> Problem to work on
Starting at the item that contains "Practice step: locate the red marking" and ending with the last of the items, write those lines out again with "caudal fin" renamed to "tail fin" and nothing else changed.

> Input material

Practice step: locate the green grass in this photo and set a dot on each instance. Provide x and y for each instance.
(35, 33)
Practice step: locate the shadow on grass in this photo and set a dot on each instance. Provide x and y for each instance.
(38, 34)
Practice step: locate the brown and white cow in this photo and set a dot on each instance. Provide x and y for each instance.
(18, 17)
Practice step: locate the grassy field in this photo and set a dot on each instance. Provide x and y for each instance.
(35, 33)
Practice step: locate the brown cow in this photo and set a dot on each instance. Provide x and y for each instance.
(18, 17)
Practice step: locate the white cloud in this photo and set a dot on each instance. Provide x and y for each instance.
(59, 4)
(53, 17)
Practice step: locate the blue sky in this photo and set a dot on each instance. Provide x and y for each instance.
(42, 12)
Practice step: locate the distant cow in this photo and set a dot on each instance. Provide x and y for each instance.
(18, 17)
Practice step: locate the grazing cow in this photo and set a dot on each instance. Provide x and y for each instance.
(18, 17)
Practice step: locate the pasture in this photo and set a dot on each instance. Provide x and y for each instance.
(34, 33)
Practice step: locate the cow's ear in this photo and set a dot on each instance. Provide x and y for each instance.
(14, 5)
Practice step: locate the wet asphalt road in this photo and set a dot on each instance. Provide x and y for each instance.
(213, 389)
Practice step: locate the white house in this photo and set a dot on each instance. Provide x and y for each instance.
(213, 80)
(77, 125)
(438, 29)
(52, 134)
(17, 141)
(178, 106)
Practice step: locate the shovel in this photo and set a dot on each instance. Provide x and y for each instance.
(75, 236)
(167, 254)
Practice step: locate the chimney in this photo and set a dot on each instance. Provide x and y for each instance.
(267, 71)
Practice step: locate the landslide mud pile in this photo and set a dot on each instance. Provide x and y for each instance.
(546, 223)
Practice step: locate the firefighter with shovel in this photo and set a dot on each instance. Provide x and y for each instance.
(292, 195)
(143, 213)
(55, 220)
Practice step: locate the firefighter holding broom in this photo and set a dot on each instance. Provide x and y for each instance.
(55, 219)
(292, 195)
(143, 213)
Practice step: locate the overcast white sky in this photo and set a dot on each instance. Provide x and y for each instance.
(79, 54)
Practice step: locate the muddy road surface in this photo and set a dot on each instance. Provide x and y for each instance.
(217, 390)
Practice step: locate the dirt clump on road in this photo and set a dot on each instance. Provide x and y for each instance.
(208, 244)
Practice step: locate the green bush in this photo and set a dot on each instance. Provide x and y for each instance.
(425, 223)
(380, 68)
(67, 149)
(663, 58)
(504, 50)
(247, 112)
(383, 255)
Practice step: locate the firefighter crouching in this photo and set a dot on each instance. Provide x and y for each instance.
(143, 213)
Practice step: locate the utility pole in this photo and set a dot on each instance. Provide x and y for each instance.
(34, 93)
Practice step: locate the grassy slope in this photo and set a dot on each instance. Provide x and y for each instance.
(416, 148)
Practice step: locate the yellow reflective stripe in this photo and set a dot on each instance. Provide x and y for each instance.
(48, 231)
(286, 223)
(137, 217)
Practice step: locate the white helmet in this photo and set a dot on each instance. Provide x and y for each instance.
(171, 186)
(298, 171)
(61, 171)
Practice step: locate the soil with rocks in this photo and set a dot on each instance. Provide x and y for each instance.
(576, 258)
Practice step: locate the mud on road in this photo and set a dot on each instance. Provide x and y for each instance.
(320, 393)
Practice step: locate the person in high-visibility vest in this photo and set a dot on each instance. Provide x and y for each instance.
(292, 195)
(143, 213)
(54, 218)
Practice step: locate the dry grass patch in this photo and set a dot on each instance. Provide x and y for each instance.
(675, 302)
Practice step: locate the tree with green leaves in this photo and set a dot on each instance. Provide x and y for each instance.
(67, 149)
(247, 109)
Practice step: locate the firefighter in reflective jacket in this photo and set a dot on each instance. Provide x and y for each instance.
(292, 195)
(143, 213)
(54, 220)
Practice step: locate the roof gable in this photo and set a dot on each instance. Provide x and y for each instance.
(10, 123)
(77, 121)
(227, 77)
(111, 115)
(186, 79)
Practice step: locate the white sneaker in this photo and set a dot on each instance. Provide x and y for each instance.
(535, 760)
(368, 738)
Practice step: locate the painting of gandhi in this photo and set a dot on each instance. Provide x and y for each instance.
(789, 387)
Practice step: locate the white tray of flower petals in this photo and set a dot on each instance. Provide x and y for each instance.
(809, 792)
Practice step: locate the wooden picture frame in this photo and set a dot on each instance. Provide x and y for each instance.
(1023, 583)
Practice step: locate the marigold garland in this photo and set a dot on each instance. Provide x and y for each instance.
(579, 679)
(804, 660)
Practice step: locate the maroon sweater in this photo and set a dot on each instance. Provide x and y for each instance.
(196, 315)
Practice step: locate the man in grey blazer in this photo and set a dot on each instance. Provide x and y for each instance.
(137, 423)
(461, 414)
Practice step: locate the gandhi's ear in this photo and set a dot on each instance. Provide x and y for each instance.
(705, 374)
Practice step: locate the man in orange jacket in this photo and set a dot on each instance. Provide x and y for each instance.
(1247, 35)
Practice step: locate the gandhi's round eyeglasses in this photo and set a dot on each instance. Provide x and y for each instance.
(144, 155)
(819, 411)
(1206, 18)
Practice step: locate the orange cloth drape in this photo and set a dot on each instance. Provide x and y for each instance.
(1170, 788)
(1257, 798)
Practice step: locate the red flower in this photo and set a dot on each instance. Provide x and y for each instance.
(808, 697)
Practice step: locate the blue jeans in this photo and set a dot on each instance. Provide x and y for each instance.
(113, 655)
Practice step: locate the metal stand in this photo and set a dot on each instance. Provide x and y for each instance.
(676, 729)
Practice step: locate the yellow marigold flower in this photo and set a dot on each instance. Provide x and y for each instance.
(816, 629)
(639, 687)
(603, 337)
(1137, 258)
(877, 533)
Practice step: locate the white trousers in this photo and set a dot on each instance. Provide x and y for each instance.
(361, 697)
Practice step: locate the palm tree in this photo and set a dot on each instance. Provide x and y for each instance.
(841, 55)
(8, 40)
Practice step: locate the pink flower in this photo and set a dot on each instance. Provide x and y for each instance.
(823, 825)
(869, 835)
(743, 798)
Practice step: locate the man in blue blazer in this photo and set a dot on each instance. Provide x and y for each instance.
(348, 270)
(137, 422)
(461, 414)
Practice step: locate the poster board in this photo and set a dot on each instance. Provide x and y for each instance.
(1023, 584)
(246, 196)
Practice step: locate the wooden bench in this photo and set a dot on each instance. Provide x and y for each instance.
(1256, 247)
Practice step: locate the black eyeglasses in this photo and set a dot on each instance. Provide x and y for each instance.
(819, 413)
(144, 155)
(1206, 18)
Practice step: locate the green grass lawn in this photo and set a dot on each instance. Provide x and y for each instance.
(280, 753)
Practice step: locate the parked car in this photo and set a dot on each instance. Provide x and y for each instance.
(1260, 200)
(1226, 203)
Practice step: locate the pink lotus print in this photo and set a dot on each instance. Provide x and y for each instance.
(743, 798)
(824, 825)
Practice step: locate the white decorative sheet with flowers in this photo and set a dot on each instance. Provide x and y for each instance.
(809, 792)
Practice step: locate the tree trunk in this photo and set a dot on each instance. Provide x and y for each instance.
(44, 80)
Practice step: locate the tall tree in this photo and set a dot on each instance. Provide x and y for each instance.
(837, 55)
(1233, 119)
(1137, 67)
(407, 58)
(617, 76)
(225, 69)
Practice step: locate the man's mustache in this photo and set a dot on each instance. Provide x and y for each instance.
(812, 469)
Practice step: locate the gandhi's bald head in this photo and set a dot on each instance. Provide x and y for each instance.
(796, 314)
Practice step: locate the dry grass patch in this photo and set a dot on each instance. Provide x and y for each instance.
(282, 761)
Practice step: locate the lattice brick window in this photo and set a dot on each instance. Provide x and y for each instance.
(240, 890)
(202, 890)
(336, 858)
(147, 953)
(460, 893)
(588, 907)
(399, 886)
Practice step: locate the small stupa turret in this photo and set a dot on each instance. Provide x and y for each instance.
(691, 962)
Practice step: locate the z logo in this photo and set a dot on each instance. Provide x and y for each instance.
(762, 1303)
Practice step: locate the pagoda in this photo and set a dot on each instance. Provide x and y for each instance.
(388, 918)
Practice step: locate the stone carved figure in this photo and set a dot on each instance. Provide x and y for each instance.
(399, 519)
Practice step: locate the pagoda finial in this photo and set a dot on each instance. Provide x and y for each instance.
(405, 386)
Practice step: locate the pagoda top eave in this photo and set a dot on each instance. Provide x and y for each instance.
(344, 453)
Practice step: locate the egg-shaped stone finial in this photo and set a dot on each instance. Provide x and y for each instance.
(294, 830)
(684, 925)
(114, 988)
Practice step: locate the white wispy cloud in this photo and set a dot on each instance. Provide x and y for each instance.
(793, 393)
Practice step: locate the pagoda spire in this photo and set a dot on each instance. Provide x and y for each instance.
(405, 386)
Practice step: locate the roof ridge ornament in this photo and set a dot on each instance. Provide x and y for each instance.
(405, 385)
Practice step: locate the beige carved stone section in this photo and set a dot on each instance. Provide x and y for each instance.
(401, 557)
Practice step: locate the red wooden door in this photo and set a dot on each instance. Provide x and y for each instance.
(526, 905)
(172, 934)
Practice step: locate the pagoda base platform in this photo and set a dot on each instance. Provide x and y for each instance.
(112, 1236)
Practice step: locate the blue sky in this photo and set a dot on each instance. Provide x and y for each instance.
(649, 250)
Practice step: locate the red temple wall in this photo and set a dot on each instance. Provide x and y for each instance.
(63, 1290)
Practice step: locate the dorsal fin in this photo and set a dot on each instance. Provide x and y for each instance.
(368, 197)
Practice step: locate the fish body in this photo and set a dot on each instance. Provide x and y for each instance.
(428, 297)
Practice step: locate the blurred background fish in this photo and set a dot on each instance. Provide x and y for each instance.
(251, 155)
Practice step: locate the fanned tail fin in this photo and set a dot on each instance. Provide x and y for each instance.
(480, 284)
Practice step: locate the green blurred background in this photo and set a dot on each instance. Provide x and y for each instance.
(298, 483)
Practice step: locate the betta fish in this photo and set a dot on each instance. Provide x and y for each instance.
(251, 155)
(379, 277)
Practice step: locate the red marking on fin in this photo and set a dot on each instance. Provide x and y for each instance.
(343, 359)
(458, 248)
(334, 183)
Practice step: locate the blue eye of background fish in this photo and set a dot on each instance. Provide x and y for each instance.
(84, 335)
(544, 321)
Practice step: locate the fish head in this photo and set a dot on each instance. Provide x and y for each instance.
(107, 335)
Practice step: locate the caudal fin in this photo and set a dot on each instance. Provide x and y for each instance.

> Complete response
Practice step: locate the red marking on fin in this photo and set a dot on each instance. Provide x and y for each instance.
(343, 359)
(458, 248)
(334, 183)
Practice step: locate the blue eye of background fish in this photo and set a dot on each instance. Provide x and y for each instance.
(84, 335)
(544, 321)
Practice step: locate the fish head in this photo and set a dot on each instance. Provide x and y for each instance.
(107, 335)
Practice step: locate the tail fin in this photo and set a dot on each instance. Provide x and y for each instance.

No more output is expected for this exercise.